What to do: In the GWAS abstract below, how are datasets commonly pruned by methods that scale?

Provided passage:
----------------------------------------
Volume 12 Supplement 11
Replication of epistatic DNA loci in two case-control GWAS studies using OPE algorithm
© Goudey et al; licensee BioMed Central Ltd. 2011
Published: 21 November 2011
One of the limiting factors of current genome-wide association studies (GWAS) is the inability of current methods to comprehensively examine SNP interactions for a reasonable sized dataset. It is hypothesised that this limitation is one of the reasons that GWAS studies have not been able to have a greater impact [1, 2]. Many current methods for handling interactions are computationally expensive and do not scale to entire studies. Those methods that do scale often achieve this by pruning their datasets in some manner. This is commonly done by considering only those SNPs that show strong marginal effects, despite the fact that a strongly interacting pair may consist of SNPs with low effects individually.
----------------------------------------
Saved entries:

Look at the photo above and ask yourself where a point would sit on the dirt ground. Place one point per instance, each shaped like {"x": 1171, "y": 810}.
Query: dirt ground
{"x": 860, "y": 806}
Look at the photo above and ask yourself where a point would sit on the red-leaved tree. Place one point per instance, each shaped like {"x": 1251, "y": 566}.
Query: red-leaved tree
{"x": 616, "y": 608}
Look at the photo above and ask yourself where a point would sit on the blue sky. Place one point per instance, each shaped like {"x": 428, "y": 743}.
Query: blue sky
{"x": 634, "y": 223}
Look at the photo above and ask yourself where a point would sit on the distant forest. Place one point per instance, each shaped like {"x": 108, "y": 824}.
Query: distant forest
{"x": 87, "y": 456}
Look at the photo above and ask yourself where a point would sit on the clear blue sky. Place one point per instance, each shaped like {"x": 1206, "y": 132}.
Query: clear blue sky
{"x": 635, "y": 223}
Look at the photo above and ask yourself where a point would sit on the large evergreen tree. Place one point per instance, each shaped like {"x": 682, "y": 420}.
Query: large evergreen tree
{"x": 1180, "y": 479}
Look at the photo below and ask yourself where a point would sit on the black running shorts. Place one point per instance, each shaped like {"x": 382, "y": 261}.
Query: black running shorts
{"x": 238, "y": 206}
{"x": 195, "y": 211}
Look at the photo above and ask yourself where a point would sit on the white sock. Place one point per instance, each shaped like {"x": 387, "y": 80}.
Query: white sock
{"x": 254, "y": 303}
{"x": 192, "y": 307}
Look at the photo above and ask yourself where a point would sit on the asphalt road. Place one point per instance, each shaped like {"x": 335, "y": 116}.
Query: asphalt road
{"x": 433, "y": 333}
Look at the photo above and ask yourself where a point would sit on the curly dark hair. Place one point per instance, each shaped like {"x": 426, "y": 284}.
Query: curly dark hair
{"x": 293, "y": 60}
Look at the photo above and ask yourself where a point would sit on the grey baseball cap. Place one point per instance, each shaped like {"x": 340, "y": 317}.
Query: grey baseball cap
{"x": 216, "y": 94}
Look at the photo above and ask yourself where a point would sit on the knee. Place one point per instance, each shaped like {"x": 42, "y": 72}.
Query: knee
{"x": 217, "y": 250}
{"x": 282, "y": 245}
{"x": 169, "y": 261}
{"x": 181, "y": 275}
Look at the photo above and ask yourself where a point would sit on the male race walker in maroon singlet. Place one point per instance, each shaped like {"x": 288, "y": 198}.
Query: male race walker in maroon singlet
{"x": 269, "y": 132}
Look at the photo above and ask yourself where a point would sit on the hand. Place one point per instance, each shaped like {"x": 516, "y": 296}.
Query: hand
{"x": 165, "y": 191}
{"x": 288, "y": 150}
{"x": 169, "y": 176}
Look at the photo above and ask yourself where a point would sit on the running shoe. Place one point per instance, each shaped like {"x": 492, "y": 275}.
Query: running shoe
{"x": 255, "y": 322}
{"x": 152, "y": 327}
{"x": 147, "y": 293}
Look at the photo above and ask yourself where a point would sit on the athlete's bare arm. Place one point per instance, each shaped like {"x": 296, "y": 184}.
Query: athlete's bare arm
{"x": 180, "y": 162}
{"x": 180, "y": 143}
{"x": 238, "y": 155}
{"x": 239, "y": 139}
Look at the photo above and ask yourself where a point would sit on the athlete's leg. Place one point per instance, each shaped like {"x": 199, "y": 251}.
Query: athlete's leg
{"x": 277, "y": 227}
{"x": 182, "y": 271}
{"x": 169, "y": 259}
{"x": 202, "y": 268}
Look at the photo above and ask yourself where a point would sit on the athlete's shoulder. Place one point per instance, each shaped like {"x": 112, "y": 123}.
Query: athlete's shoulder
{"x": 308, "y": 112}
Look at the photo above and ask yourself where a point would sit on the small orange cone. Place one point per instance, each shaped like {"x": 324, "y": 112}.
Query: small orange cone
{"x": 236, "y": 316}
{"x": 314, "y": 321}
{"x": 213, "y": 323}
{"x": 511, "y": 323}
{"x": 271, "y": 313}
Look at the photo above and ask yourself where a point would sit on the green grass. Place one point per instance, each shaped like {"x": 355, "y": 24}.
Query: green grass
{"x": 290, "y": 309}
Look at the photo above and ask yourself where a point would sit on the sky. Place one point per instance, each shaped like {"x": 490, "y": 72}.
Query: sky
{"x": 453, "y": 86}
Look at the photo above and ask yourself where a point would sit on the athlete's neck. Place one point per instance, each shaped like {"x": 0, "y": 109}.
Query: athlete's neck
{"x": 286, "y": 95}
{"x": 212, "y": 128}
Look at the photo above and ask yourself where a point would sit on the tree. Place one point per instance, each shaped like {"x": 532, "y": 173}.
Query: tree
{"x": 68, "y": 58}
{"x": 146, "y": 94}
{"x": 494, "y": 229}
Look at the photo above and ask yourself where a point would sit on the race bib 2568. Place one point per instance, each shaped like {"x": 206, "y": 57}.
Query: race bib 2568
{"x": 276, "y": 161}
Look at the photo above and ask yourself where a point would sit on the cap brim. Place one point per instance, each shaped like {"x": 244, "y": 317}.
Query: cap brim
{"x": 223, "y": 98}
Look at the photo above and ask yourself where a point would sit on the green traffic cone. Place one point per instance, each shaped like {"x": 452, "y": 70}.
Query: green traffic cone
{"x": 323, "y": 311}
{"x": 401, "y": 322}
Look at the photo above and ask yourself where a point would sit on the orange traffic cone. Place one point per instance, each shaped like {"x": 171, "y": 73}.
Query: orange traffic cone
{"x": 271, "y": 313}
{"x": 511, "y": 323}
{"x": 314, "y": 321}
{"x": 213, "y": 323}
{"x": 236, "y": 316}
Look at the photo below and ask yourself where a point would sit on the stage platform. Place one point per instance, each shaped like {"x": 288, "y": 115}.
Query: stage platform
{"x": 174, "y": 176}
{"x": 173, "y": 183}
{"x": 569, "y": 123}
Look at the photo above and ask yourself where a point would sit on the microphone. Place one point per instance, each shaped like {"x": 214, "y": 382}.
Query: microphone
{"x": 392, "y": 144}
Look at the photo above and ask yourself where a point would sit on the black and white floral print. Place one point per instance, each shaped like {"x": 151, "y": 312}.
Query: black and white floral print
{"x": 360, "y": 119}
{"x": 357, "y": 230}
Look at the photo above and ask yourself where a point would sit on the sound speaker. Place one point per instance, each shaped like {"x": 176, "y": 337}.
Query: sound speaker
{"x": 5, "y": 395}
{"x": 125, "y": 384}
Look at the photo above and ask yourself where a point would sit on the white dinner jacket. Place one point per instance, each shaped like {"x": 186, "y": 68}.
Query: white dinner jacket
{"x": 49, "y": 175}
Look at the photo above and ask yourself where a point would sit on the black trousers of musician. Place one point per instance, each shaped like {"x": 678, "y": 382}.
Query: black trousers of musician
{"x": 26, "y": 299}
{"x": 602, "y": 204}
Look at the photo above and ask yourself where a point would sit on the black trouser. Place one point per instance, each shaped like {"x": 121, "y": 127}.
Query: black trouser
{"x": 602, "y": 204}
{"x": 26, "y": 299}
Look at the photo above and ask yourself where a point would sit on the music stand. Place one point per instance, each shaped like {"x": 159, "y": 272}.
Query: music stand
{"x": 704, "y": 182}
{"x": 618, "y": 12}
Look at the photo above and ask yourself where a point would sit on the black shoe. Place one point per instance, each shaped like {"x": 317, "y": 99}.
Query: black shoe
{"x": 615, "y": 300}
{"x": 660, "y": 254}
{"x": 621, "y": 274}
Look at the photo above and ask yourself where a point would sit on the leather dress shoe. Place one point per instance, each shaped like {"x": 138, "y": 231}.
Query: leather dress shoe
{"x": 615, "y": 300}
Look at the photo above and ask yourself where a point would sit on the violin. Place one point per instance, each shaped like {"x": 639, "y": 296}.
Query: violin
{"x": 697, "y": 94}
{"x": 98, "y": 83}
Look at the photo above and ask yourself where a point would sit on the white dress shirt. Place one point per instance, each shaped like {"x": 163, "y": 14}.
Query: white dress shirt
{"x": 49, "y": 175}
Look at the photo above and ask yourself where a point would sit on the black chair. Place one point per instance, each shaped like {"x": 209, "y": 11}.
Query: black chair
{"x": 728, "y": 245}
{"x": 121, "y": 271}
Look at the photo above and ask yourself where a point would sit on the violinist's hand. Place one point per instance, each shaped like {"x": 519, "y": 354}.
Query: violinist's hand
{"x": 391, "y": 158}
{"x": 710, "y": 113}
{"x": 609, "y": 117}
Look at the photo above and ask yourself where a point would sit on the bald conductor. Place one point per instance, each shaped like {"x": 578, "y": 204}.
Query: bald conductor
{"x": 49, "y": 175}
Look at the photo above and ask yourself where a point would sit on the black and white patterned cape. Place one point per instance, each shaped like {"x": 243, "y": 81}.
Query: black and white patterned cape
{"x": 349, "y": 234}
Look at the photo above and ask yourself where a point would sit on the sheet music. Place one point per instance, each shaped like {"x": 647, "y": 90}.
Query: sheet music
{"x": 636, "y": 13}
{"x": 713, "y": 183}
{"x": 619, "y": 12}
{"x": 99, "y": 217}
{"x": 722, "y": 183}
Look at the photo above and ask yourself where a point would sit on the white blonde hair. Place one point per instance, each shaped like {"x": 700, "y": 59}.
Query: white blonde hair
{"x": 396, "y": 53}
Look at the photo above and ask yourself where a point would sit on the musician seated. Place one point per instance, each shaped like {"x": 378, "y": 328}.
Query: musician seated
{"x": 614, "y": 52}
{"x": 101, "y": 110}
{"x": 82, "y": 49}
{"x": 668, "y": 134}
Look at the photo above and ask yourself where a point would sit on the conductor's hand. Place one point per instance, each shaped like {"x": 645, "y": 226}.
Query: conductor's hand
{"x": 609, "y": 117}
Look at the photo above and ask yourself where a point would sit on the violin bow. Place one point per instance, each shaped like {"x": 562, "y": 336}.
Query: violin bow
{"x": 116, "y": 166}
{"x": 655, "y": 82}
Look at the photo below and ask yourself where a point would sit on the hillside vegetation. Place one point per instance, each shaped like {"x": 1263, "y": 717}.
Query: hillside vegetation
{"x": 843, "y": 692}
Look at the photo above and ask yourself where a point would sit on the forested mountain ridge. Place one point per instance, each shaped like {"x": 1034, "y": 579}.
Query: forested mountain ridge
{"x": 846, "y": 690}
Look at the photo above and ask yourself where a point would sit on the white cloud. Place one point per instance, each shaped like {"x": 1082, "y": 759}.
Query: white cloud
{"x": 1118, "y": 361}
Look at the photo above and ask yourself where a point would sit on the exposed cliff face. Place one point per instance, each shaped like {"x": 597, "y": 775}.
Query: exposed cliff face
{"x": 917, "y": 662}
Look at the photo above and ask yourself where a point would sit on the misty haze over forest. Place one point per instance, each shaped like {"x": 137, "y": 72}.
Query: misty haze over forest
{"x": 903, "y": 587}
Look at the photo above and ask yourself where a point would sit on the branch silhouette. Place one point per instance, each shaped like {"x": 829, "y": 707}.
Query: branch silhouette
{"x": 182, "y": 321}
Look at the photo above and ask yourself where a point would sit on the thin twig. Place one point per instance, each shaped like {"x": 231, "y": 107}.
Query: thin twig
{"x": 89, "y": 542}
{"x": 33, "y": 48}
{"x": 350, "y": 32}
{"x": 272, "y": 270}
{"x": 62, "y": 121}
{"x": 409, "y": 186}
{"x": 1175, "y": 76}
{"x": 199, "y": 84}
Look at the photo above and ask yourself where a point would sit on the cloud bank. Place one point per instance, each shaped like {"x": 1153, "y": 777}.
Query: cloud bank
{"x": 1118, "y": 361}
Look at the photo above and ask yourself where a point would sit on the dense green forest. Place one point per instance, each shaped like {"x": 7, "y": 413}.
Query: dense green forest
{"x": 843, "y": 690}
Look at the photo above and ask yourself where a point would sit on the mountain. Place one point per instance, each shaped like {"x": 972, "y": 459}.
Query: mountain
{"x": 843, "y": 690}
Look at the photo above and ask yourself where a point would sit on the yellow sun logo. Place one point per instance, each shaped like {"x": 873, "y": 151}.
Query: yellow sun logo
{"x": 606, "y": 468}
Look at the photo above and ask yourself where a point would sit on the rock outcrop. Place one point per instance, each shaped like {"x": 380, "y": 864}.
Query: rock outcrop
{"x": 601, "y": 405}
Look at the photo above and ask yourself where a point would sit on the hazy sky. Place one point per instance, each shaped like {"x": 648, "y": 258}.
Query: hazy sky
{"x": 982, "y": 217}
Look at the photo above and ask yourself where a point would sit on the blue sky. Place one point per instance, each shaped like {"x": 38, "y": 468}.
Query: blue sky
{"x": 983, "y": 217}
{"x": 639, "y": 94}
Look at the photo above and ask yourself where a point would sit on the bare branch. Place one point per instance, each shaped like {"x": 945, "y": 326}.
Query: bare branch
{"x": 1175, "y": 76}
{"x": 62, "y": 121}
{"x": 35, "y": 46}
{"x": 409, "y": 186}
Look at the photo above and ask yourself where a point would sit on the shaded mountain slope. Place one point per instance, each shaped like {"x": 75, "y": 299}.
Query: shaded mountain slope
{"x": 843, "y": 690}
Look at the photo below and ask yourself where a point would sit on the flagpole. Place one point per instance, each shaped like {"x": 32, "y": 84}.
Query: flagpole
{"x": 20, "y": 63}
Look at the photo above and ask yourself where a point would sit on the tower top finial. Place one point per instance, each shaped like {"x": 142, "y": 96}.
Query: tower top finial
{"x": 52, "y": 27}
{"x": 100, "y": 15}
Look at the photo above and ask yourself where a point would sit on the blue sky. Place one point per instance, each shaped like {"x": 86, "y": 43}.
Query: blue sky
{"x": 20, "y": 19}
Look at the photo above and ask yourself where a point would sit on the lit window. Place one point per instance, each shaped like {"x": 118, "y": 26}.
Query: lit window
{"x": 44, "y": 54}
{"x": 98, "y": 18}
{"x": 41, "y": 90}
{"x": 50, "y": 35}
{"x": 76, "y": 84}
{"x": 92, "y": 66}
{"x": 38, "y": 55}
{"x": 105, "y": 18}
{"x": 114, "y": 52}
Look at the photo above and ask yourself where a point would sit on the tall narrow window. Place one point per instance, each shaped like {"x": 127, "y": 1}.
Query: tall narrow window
----------------------------------------
Result of the task: By considering only those SNPs that show strong marginal effects.